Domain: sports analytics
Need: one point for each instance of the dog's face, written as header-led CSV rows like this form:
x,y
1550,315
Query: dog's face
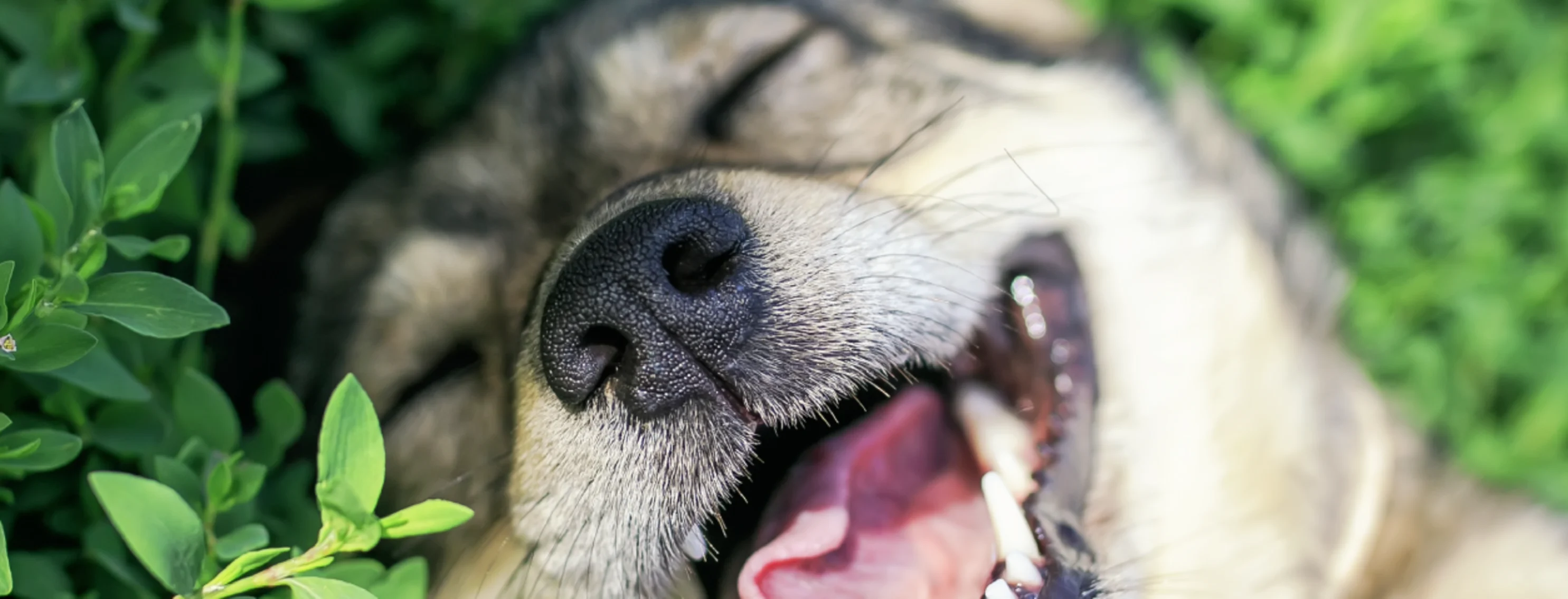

════════════════════

Reproduce the data above exactly, leaving out any picture in it.

Domain: sports analytics
Need: one point for each instance of the dog's face, written as header-led CSV rows like this form:
x,y
1550,315
Query: dog's face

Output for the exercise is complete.